Parts of the exercise:
A) In the press release, what does the CRIB Act's name stand for?
B) Transcribe the press release from the words "May 17, 2017" through the words "regulatory red tape.".

Selected extract:
Representing the 3rd District of West Virginia


May 17, 2017
Press Release
“These newborns need specialized care to help them recover from drug exposure before they were even born.”

WASHINGTON – U.S. Representative Evan Jenkins (R-W.Va.) introduced bipartisan legislation today to help expand care programs for drug-exposed newborns.

The Caring Recovery for Infants and Babies (CRIB) Act would build on the best practices of Lily’s Place in Huntington for treating babies born exposed to heroin, opioids and other drugs. It would also make it easier for similar centers to open across the country by cutting regulatory red tape.

The bill is also sponsored by Mike Turner (R-Ohio), Tim Ryan (D-Ohio) and Katherine Clark (D-Mass.). A companion bill will be introduced shortly in the U.S. Senate, sponsored by Senators Sherrod Brown (D-Ohio), Shelley Moore Capito (R-W.Va.), Angus King (I-Maine) and Rob Portman (R-Ohio).

“Suffering through withdrawal from exposure to heroin and other opioids is a horrific way to start one’s life, but that’s the reality for many newborns in West Virginia and across the country. These newborns need specialized care to help them recover from drug exposure before they were even born. Lily’s Place in Huntington is making a difference in the lives of babies with neonatal abstinence syndrome and their families, and we should encourage more centers to open nationwide to treat these newborns. We can work together to cut red tape, fight the drug crisis, and ensure healthy lives for babies and children across our country,” Rep. Jenkins said.

Referring expression data:

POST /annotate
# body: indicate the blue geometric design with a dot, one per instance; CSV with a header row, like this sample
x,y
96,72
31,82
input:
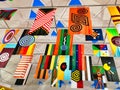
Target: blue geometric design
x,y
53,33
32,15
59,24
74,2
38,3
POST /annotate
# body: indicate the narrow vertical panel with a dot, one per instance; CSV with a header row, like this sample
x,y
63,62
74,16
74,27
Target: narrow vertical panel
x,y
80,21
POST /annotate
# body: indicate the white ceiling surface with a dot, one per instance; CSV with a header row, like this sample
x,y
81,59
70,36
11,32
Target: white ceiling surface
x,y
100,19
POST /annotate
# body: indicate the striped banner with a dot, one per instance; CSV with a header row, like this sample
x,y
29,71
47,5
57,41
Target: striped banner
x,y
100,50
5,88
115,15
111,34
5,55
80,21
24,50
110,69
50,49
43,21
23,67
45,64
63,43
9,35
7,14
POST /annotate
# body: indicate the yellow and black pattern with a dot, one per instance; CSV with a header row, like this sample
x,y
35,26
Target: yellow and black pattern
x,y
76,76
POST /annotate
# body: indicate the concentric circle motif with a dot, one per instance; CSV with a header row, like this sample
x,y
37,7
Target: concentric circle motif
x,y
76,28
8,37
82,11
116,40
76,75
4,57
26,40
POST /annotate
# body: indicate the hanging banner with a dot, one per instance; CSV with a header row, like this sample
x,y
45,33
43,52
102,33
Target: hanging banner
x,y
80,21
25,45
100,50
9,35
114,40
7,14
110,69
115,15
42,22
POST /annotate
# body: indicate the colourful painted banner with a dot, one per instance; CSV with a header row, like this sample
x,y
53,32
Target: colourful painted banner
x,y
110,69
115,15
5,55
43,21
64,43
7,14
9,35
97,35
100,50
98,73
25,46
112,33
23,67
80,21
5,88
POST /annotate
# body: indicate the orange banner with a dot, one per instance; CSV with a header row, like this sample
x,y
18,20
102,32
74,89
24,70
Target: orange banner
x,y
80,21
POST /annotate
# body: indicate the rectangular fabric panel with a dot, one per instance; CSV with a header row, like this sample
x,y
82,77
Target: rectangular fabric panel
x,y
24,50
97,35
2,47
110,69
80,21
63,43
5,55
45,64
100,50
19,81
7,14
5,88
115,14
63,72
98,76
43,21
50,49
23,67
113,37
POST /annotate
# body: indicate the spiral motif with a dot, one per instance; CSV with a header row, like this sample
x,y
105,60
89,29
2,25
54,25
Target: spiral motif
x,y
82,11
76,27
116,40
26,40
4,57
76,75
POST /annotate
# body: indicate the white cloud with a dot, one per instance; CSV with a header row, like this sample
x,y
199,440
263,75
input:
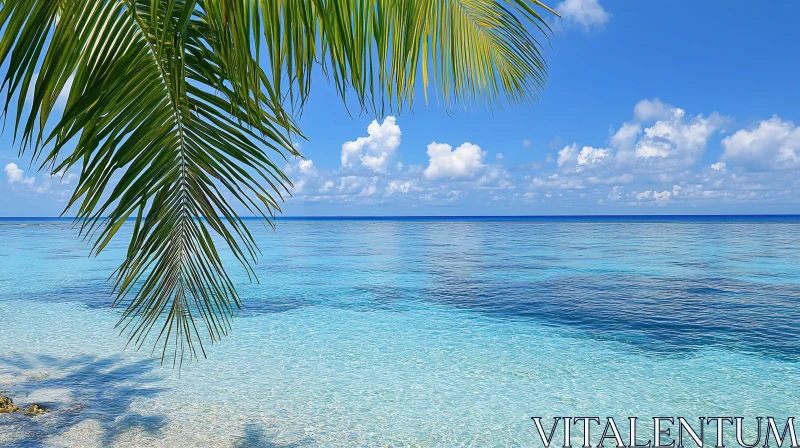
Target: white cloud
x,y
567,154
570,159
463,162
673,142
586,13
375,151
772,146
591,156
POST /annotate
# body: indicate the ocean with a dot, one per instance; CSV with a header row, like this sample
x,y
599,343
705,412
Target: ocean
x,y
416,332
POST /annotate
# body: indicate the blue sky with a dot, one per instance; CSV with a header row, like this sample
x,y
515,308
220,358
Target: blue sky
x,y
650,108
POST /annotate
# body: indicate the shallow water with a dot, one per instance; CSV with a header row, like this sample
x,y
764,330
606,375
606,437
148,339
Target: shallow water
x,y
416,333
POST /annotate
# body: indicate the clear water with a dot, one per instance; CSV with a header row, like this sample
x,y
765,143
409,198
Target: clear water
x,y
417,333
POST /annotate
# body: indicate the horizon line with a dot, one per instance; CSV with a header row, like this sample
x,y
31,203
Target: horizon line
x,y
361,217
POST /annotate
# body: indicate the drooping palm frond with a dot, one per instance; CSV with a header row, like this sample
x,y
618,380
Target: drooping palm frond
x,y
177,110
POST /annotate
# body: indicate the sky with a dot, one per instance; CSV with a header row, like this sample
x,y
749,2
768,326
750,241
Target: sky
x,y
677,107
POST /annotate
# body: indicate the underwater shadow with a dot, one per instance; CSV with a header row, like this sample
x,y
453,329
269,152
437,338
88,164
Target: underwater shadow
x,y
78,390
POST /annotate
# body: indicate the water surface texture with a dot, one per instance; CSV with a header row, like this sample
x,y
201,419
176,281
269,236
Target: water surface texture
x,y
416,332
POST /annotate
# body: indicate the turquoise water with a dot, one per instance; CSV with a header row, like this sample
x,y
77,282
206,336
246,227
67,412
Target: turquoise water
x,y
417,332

Set of answers:
A) Caring Recovery for Infants and Babies

B)
May 17, 2017
Press Release
“These newborns need specialized care to help them recover from drug exposure before they were even born.”

WASHINGTON – U.S. Representative Evan Jenkins (R-W.Va.) introduced bipartisan legislation today to help expand care programs for drug-exposed newborns.

The Caring Recovery for Infants and Babies (CRIB) Act would build on the best practices of Lily’s Place in Huntington for treating babies born exposed to heroin, opioids and other drugs. It would also make it easier for similar centers to open across the country by cutting regulatory red tape.